WORK REQUEST: Write out, as an exact transcription, the line that has "296L250 295L85 624L551" and each line after it through the end of the data below.

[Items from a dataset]
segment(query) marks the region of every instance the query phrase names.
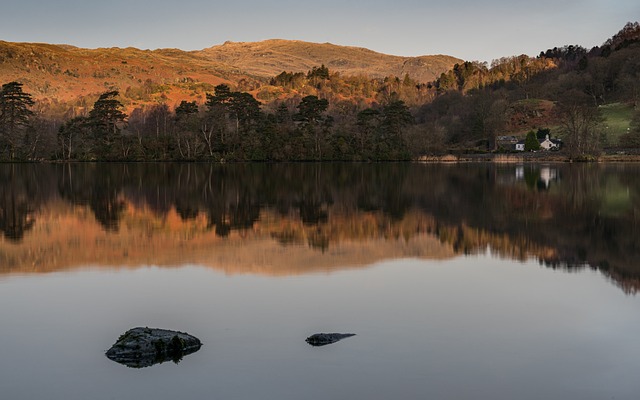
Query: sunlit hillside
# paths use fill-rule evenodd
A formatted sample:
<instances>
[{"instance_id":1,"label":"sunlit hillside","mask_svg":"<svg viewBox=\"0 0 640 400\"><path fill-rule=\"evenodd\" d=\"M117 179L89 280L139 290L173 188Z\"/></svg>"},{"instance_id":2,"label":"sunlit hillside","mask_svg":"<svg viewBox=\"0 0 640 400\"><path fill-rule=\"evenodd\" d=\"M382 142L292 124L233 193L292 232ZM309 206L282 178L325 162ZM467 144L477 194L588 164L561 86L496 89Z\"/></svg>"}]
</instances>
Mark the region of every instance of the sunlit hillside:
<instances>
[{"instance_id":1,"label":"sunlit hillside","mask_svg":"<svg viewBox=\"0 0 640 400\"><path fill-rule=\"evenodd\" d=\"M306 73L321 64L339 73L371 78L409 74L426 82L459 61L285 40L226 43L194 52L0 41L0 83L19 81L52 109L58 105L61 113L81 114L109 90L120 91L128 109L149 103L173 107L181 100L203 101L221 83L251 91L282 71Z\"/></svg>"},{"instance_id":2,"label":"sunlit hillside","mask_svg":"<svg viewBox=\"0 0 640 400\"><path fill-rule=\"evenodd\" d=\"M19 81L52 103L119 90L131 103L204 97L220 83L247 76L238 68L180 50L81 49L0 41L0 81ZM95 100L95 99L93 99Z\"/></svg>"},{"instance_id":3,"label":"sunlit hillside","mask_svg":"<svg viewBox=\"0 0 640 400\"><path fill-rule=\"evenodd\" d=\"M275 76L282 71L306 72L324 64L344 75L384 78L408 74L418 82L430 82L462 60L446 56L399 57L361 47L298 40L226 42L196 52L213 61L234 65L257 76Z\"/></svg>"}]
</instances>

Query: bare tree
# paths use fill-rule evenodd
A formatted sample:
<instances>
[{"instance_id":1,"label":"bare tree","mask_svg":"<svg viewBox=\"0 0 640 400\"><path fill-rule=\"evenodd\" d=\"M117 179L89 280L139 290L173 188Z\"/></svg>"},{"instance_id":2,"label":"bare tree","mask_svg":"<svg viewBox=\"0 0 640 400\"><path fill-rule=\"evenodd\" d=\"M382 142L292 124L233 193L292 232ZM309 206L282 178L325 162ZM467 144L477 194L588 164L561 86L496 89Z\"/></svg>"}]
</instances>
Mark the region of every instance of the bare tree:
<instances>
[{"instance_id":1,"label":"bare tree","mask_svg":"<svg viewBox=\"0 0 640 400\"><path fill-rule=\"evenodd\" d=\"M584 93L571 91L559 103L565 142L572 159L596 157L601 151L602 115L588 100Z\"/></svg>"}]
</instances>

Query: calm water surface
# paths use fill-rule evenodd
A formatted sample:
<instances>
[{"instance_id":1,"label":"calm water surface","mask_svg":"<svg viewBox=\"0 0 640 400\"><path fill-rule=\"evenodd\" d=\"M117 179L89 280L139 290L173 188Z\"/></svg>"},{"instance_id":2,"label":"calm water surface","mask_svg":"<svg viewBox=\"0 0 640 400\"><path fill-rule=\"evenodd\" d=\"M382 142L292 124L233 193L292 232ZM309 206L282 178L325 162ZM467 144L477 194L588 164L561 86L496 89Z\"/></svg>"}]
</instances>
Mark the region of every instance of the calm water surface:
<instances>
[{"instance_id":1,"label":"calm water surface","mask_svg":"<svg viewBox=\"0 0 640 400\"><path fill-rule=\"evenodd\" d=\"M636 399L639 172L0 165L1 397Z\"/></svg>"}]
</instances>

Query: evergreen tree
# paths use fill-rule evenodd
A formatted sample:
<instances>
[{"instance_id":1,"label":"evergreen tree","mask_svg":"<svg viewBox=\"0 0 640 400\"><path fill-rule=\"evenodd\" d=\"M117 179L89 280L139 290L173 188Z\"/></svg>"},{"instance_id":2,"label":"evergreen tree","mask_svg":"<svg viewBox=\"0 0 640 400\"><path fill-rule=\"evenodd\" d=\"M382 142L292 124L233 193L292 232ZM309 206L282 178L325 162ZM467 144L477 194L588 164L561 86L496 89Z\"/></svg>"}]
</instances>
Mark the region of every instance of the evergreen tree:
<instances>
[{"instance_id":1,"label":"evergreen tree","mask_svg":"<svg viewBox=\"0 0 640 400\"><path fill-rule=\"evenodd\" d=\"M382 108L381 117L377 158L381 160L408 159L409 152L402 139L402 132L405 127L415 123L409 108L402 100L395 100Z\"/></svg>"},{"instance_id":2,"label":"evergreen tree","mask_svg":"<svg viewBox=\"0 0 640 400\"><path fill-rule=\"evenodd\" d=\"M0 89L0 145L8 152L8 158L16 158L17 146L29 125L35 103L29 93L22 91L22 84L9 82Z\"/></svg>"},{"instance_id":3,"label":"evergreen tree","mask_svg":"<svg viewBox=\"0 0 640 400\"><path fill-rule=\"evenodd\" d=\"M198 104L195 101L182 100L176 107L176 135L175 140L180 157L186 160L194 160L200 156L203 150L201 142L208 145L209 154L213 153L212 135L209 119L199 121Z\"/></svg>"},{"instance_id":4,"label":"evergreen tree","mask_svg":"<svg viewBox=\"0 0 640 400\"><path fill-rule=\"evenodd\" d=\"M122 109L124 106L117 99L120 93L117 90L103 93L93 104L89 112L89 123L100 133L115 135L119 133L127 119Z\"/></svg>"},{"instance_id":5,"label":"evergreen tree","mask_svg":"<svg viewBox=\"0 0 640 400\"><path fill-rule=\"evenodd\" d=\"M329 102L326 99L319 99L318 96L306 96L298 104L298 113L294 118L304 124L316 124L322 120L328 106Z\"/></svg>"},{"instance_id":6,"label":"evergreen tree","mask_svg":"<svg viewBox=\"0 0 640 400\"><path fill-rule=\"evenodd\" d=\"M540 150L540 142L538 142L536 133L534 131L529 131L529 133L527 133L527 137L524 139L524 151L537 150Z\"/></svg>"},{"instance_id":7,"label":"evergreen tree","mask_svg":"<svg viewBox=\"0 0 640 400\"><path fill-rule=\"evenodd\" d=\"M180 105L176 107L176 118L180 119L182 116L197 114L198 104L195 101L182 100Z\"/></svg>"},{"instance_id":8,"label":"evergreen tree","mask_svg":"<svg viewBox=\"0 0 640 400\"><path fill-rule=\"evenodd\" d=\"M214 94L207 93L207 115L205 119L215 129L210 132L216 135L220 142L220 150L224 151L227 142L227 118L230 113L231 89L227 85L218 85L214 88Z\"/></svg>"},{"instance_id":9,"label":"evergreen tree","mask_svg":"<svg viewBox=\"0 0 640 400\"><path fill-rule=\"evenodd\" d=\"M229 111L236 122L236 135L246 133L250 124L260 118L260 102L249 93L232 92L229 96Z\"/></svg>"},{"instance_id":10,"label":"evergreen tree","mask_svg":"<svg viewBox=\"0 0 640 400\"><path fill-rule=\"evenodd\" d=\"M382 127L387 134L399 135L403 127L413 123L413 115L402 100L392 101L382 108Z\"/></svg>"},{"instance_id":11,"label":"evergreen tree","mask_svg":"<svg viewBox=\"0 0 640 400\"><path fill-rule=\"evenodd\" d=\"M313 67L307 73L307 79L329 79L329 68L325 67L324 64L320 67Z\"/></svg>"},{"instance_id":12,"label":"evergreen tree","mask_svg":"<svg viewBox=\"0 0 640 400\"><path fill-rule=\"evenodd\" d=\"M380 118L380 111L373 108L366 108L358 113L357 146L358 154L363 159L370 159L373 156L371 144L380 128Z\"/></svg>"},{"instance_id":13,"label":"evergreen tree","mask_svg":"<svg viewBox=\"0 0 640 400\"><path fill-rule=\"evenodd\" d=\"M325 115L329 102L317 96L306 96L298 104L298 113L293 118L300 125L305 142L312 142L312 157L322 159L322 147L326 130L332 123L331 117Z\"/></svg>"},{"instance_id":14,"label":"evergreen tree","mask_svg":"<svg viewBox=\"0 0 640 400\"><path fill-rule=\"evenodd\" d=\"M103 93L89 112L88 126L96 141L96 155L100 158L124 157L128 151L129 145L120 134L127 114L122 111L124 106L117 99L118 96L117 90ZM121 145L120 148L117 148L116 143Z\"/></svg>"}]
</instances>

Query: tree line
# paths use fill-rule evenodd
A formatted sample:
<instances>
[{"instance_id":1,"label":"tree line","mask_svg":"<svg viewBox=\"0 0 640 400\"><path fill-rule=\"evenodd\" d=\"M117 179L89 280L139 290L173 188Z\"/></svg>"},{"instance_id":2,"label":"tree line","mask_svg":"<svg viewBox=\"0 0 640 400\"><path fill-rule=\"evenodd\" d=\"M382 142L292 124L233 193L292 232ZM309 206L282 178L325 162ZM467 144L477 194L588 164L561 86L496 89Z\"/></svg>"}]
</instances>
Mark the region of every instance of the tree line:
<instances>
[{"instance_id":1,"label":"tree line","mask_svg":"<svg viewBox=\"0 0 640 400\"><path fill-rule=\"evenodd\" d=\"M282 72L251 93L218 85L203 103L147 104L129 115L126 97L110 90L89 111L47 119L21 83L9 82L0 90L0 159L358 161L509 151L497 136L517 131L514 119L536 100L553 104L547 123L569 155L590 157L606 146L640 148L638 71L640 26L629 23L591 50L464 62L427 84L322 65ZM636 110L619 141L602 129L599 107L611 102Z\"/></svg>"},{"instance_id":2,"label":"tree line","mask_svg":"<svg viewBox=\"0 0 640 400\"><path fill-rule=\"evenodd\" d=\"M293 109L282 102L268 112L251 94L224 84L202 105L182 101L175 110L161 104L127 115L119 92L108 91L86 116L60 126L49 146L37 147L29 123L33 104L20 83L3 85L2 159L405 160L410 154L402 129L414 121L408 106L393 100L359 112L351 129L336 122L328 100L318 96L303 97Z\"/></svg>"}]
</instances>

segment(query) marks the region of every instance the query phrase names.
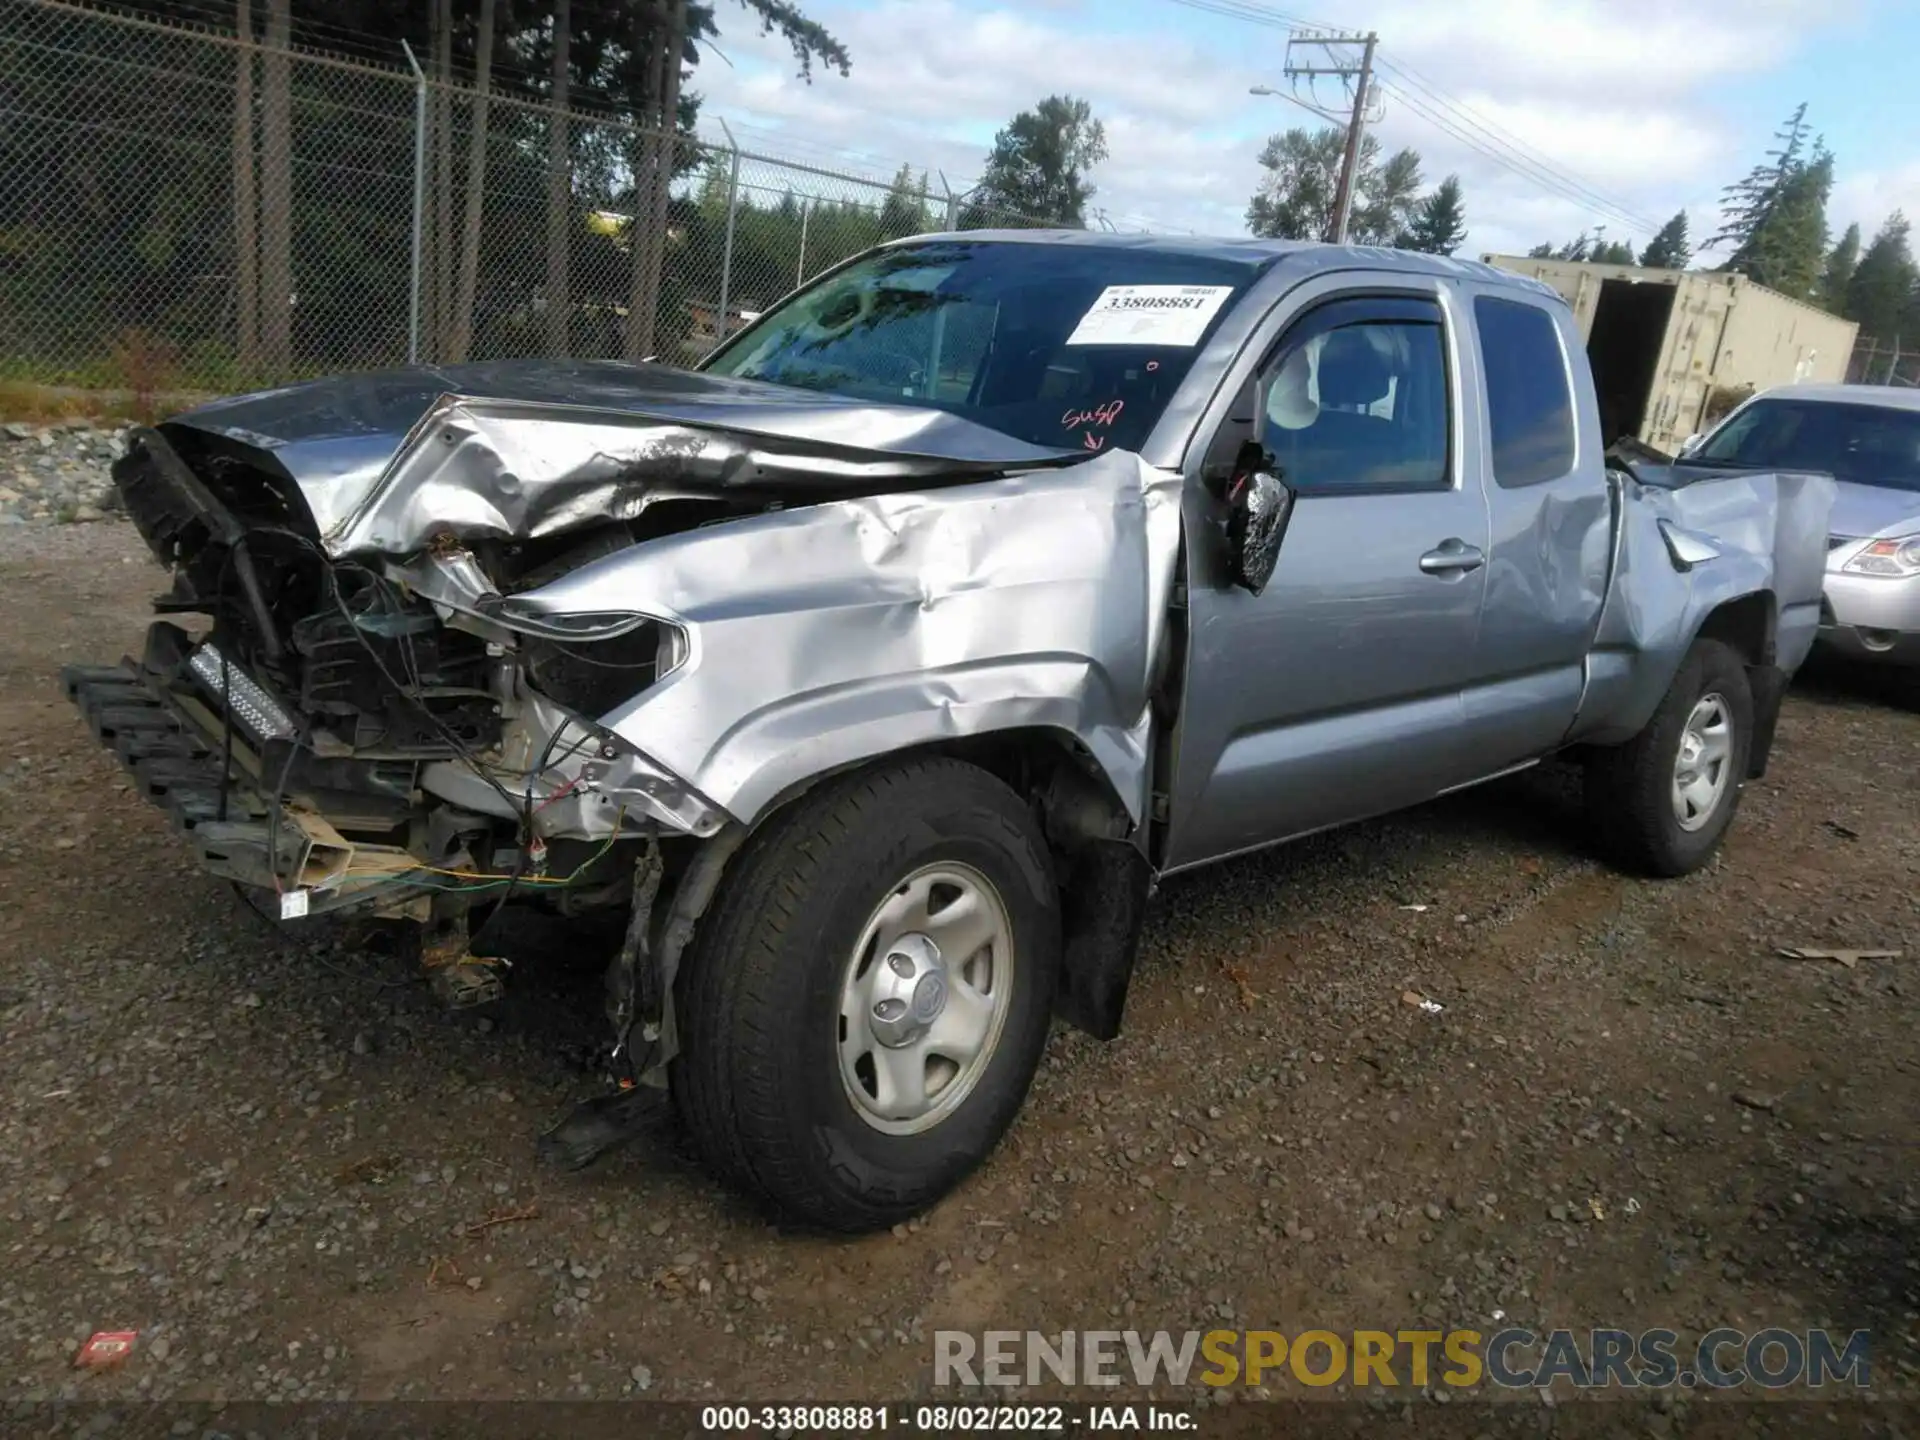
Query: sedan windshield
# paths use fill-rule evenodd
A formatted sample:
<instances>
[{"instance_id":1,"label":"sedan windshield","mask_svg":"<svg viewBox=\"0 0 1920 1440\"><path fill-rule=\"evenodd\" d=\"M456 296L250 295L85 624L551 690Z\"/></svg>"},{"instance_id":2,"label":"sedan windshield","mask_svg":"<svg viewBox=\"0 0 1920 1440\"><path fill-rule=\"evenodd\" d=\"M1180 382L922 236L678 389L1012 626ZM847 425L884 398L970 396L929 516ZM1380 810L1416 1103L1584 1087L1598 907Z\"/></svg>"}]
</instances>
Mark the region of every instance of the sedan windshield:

RESPONSE TO THIS TASK:
[{"instance_id":1,"label":"sedan windshield","mask_svg":"<svg viewBox=\"0 0 1920 1440\"><path fill-rule=\"evenodd\" d=\"M456 296L250 295L85 624L551 690Z\"/></svg>"},{"instance_id":2,"label":"sedan windshield","mask_svg":"<svg viewBox=\"0 0 1920 1440\"><path fill-rule=\"evenodd\" d=\"M1180 382L922 236L678 389L1012 626ZM847 425L884 398L970 396L929 516ZM1380 810L1416 1103L1584 1087L1598 907Z\"/></svg>"}]
</instances>
Mark the region of every instance of the sedan windshield:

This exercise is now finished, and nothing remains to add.